Teaching online and how I warn students

A student I had in English 444 online this summer and who I will be having in English 505 online this fall noticed that the warning message I send around to students before the class begins is more or less boiler-plate. This is true, and I was also reminded that a couple of different faculty colleagues have asked me for that warning.  So, in the spirit of sharing, I offer (after the jump) the email that I send to students before the class begins to warn them about what it is they are getting themselves into.

A couple of thoughts/caveats:

  • Feel free to borrow/modify from this for your own teaching, though if it makes sense to give me some credit, that’d be okay.
  • I see this as mostly a “buyer beware” sort of message, but the origins of this message are frustration.  When I started teaching online several years ago, I had a couple of students who wrote to me in email messages “I’m not very good with computers.”   I found this rather frustrating; why, I asked these students, would you sign up for a class where the main interaction involved a computer?
  • Has this message “worked?”  Yes and no.  Mostly “Yes” because some students receive this message and decide that the class might not be right for them, which I take as a success.  I’d rather have students recognize that the online class is not for them and not get into in the first place than have to withdraw when they can’t get their money back.  And I’d say “Yes” in that when students do get in over their heads, they do know that they had been warned.  But “No” in that I still have students who either don’t take my warnings seriously or who over-estimate their technical abilities or time-management skills (though fewer than before).
  • I ask students to respond to this message, and what’s interesting to me is that students who have had online classes before generally seem to appreciate it the most.

════════════════════

Short task 1: Reproduce the blog post about warning online students word for word, starting at "A student I" and ending at "that’d be okay.".
Short task 2: In the blog post about warning online students, which course will the student who noticed the boilerplate message be taking online in the fall?
Short task 3: Pick up the blog post about warning online students after its final sentence and keep writing it.

Provided material:
════════════════════

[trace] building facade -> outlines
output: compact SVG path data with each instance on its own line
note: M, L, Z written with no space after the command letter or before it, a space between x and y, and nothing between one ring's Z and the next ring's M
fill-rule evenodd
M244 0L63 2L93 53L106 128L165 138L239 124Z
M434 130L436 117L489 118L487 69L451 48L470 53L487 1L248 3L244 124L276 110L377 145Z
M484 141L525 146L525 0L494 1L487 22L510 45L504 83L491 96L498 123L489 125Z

════════════════════

Right answer 1:
A student I had in English 444 online this summer and who I will be having in English 505 online this fall noticed that the warning message I send around to students before the class begins is more or less boiler-plate. This is true, and I was also reminded that a couple of different faculty colleagues have asked me for that warning.  So, in the spirit of sharing, I offer (after the jump) the email that I send to students before the class begins to warn them about what it is they are getting themselves into.

A couple of thoughts/caveats:

  • Feel free to borrow/modify from this for your own teaching, though if it makes sense to give me some credit, that’d be okay.

Right answer 2: English 505.

Right answer 3:
Okay, to the message itself:


You are receiving this email message because you are registered for the online version of XXXX, which I will be teaching this XX term. I am writing now because I want to inform/warn all of you about a few things having to do with the class, issues that are based on what I have learned from teaching online in previous semesters.  I offer these thoughts NOT to get folks to drop the class; rather, I offer these thoughts in order to make sure that you all are aware of what it is you have signed up for, and I am offering this information/warning now so that if you don’t think the online class is right for you.


There are two reasons for this.  First, you will be doing quite a few “beyond beginner” computer things this term– keeping blogs, writing on  wikis, making movies, posting things on Flickr, etc. (NOTE– this varies according to the class I teach, though most of them do involve some technical stuff like this)  Second, since  this is a completely online class (though we will have optional face to  face meetings I want to STRONGLY encourage you to attend and I will of  course be available in person to meet with you, chat with you on the  phone, etc.), the computer is the only regular interface you will have to the class and your classmates.

Now, I will be providing more than ample instructions on how to do things like post to a wiki and keep a blog.  I’m not saying you have to be a computer “expert.”  However, IF:

— you are NOT ALREADY COMPLETELY COMFORTABLE with online work (email,  chat, web surfing, etc.);
— you don’t like trying to do new things with your computer; and/or
— you would describe yourself as “not really liking computers,”

THEN you should consider taking a face-to-face version of the class when it fits into your schedule.

Let me put it to you this way:  signing up for this class without at least a general sense of how computers work– certainly things beyond using MS Word– is a little like saying that you think it would be a good idea to drive from here to California, despite the fact that you’ve never driven a car in your life.

*  Toward that end, ONLY YOU CAN BE RESPONSIBLE FOR YOUR COMPUTER AND  YOUR INTERNET ACCESS!  While you don’t *have* to have your own computer  to take this class, you certainly need to be able to access the class  materials on a near daily basis (see below), which means easy access to  a computer connected to the Internet.

Ideally, the computer that you regularly use should be less than 5  years old and you should access the Internet through a DSL or Cable  Modem connection.  If you don’t have this sort of computer set-up, you  will inevitably have to spend a lot of time someplace with a computer  that does have this level of access (like the library).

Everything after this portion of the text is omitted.